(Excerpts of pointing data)
☆ ☆ ☆ ☆ ☆ ☆ ☆

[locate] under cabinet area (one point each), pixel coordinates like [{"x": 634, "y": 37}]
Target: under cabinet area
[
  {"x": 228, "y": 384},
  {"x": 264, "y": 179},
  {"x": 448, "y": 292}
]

☆ ☆ ☆ ☆ ☆ ☆ ☆

> [Stated task]: Would you reproduce all the entries exactly?

> [Result of the task]:
[locate] under cabinet area (one point each), pixel coordinates like [{"x": 634, "y": 37}]
Target: under cabinet area
[
  {"x": 228, "y": 384},
  {"x": 264, "y": 179},
  {"x": 448, "y": 292}
]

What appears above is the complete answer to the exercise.